- _Brano fornito_:
....

PIÙ SI È MEGLIO È
Il piccolo re,
Taro Miura (trad. Elena Barboni)
Fatatrac 2016
ILLUSTRATI PER PICCOLI
(dai 4 anni)
"Il tavolo da
pranzo del Piccolo Re era grande grande.
Ogni giorno il cibo
veniva servito in quantità su questo tavolo lunghissimo e il Piccolo
Re non riusciva mai a finire tutto.
Il mezzo di
trasporto ideale del Piccolo Re era un cavallo bianco grande grande.
Come avrebbe mai potuto cavalcarlo?
E ogni volta che ci
provava, il Piccolo Re veniva spazzato via dalla coda dell'animale."
Il
Piccolo Re è piccolo, nonostante i suoi baffi bianchi e la sua
corona giallo oro, tutto gli è abbondante: il castello, i soldati,
la vasca da bagno, il letto. Tutto è grande grande per lui così
minuto. Soldati alti e minacciosi, letti e vasche da bagno in cui è
facile smarrirsi, cibo che non si riesce a finire sono tutte le cose
che quotidianamente lo preoccupano un po'. Il Piccolo Re non si perde
d'animo e capisce che la soluzione è a portata di mano (di manina).

....

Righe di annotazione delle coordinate
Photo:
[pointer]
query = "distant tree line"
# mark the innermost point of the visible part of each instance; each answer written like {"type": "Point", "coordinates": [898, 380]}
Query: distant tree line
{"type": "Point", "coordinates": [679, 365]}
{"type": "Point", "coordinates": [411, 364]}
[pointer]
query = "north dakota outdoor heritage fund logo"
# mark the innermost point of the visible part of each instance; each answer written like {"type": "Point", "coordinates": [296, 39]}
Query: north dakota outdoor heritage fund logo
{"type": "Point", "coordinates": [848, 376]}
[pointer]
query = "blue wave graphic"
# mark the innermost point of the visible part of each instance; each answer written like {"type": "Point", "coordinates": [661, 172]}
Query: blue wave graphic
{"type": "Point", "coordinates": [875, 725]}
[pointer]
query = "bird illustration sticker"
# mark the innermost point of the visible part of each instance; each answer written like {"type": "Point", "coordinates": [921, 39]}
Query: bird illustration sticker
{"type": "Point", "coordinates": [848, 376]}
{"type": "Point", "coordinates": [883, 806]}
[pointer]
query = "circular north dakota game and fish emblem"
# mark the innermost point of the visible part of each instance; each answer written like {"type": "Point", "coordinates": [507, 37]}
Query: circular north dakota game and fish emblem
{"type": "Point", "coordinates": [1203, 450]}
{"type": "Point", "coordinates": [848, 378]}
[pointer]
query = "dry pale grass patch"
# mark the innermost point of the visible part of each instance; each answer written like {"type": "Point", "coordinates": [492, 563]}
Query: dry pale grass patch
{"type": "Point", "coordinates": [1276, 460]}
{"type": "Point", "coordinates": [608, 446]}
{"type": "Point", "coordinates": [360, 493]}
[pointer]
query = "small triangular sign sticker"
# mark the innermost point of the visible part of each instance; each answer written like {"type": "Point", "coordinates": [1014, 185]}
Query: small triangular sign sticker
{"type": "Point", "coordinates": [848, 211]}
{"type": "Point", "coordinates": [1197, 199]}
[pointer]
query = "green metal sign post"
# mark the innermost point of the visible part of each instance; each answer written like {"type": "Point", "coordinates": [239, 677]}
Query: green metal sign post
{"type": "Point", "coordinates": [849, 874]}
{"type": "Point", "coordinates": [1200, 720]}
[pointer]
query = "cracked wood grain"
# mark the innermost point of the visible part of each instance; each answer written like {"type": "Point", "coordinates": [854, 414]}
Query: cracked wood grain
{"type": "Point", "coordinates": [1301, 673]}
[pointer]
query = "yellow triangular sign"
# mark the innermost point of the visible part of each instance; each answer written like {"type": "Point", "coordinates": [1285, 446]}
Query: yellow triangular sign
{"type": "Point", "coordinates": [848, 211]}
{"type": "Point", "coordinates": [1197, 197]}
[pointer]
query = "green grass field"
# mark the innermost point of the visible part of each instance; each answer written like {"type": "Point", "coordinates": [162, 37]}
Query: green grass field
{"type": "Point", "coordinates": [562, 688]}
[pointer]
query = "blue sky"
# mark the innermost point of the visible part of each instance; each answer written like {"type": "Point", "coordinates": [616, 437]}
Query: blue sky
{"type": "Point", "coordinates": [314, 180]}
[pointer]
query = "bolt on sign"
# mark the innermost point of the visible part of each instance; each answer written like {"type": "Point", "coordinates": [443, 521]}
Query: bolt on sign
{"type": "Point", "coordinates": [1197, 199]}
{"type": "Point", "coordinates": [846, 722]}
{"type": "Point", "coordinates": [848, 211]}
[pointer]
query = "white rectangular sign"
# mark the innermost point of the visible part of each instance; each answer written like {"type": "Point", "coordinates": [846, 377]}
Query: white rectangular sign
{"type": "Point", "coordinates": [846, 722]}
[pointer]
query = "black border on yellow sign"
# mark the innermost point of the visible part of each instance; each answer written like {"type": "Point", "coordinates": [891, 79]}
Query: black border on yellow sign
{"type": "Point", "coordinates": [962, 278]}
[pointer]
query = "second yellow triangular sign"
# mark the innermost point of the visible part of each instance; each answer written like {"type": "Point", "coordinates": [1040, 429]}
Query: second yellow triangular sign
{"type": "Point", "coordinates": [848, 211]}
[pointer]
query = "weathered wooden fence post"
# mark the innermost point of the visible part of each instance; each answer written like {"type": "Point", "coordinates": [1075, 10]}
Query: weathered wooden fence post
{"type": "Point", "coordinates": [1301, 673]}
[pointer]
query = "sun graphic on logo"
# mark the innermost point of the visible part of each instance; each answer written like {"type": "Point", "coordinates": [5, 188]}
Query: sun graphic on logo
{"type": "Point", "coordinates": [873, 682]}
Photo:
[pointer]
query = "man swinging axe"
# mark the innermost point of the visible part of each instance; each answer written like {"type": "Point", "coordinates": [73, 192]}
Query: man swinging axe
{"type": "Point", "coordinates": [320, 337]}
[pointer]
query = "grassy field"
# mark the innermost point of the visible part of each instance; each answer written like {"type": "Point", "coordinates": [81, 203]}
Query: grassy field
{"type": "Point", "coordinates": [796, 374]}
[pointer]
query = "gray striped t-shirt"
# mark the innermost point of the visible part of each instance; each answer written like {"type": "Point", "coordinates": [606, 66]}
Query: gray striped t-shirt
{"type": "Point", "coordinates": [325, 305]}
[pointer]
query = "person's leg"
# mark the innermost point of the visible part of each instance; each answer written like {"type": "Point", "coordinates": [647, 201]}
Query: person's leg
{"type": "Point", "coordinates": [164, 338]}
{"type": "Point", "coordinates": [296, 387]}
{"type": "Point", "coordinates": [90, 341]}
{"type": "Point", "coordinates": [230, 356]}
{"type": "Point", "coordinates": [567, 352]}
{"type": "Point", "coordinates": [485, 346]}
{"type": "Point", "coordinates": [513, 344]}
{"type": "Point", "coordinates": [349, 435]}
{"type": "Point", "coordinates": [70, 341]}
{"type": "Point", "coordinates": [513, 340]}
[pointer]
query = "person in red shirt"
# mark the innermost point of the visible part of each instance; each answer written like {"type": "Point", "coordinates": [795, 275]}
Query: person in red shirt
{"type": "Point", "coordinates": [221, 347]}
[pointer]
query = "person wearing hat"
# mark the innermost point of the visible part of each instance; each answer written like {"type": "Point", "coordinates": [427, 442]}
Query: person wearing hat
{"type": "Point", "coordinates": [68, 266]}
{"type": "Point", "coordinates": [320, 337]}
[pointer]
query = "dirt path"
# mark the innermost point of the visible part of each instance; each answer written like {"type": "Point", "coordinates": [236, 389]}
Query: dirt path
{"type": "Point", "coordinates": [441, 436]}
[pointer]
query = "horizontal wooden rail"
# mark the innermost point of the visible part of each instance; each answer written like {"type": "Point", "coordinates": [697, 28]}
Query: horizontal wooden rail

....

- _Consegne_:
A. Nel testo sul Piccolo Re, che cosa spazza via il Piccolo Re ogni volta che prova a cavalcare il suo cavallo?
B. Queste affermazioni concordano con il testo sul Piccolo Re? (i) Il libro è indicato per bambini a partire dai quattro anni. (ii) Il Piccolo Re riesce sempre a finire il cibo servito sul suo tavolo. (iii) Il Piccolo Re ha i baffi neri. Rispondi sì o no per ciascuna, citando le parole del testo che lo decidono.
C. Sapresti proseguire il testo sul Piccolo Re a partire dalla sua ultima frase?

- _Risposte per consegna_:
A. La coda dell'animale, cioè del suo cavallo bianco grande grande.

B.
(i) Sì: «(dai 4 anni)».
(ii) No: «il Piccolo Re non riusciva mai a finire tutto».
(iii) No: «nonostante i suoi baffi bianchi».

C.
Si
sposa una bella principessa grande grande. Con lei vicino non è più
solo e non è più perduto. Con lei mette su una famiglia grande
grande con ben 10 bambini e lo spazio si riduce magicamente a tal
punto dal farlo decidere di rimandare a casa tutti i suoi soldati
(ben felici di farlo). Ora il castello è tutto per loro, il tavolo e
il cibo sono finalmente proporzionati e anche il letto con la Grande
Regina da un lato e tutti i suoi bambini in mezzo è perfetto per
fare sogni d'oro.
Taro
Miura qui abbandona l'ambito più consueto in cui in Italia è
conosciuto: il design applicato all'illustrazione (Ton,
Corraini 2004; Arnesi,
Corraini 2005; Lavori in corso,
Corraini 2007; Workman Stencil,
Corraini 2014). E veste i panni del narratore di storie. In perfetta
coerenza editoriale abbandona Corraini per Fatatrac.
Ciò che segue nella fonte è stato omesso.